====== Geselecteerd fragment

De eerste regelgevende agentschappen, CEDEFOP (beroepsopleiding) en EUROFOUND (verbetering van levens- en arbeidsomstandigheden) zijn opgericht in 1975. In de jaren '90 van de vorige eeuw leidde de verdieping van de interne markt tot een reeks nieuwe agentschappen waarvan de taken eerder een technisch en/of wetenschappelijk karakter hadden, zoals de toelating van plantenrassen of geneesmiddelen. De uitbreiding van de taken leidde tot de oprichting van aanvullende agentschappen, zodat verschillende lidstaten de mogelijkheid kregen agentschappen op hun grondgebied te vestigen.

Er bestaan thans negenentwintig regelgevende agentschappen, en voor nog eens twee andere ligt een voorstel ter tafel (zie bijlage). Drie van deze agentschappen vallen onder het gemeenschappelijk buitenlands en veiligheidsbeleid en drie andere houden zich bezig met vraagstukken van titel VI van het EU-Verdrag inzake politiële en justitiële samenwerking in strafzaken. De regelgevende agentschappen tellen ongeveer 3 800 personeelsleden en hebben een jaarlijkse begroting van circa 1 100 miljoen euro, inclusief een bijdrage van de Gemeenschap van zo een 559 miljoen euro. De omvang van de agentschappen loopt sterk uiteen, gaande van een personeelssterkte van minder dan 50 personen voor de controle van plantenrassen, tot meer dan 600 personeelsleden in het agentschap dat toezicht op handelsmerken houdt.

============
====== Opgesomde gegevens

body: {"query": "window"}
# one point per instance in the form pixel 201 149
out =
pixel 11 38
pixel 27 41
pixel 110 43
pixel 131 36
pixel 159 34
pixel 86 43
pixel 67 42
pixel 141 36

============

_Uit te voeren taken_
A – Ga na of elk van de volgende beweringen klopt met het fragment over de regelgevende agentschappen: (i) CEDEFOP en EUROFOUND zijn in 1975 opgericht; (ii) er bestaan thans dertig regelgevende agentschappen; (iii) het agentschap dat toezicht op handelsmerken houdt, telt meer dan 600 personeelsleden. Antwoord per bewering met ja of nee en citeer de doorslaggevende woorden letterlijk.
B – Hoe groot is volgens het fragment over de regelgevende agentschappen hun gezamenlijke jaarlijkse begroting?
C – Schrijf het fragment over de regelgevende agentschappen verder vanaf de laatste zin.

_Antwoorden per taak_
A –
(i) Ja: "CEDEFOP (beroepsopleiding) en EUROFOUND (verbetering van levens- en arbeidsomstandigheden) zijn opgericht in 1975"
(ii) Nee: "Er bestaan thans negenentwintig regelgevende agentschappen"
(iii) Ja: "tot meer dan 600 personeelsleden in het agentschap dat toezicht op handelsmerken houdt"

B – Circa 1 100 miljoen euro.

C –
De taken van de regelgevende agentschappen zijn zeer uiteenlopend. Sommige agentschappen kunnen afzonderlijke beslissingen nemen die direct in werking treden en vastgelegde EU-normen toepassen; andere verstrekken aanvullende technische deskundigheid waarop de Commissie een beslissing kan baseren en nog andere houden zich meer bezig met netwerken tussen de nationale autoriteiten.

De agentschappen zijn bijzonder nuttig gebleken op het gebied van gedeelde bevoegdheden, waarbij de implementatie van nieuwe beleidslijnen op communautair niveau gepaard moet gaan met nauwe samenwerking tussen de lidstaten en de EU. De oprichting van agentschappen kan bundeling van bevoegdheden op EU-niveau mogelijk maken, een werkwijze die op verzet zou stuiten indien zij in de instellingen zelf zou plaatsvinden.

Ten slotte hebben deze agentschappen ertoe bijgedragen bepaalde derde landen te helpen beter vertrouwd te raken met het acquis en de goede praktijken van de EU. De kandidaat-lidstaten nemen sinds 2000 deel aan de communautaire agentschappen, en deze mogelijkheid is vervolgens uitgebreid tot de landen van de Westelijke Balkan en de partnerlanden van het Europees nabuurschapsbeleid.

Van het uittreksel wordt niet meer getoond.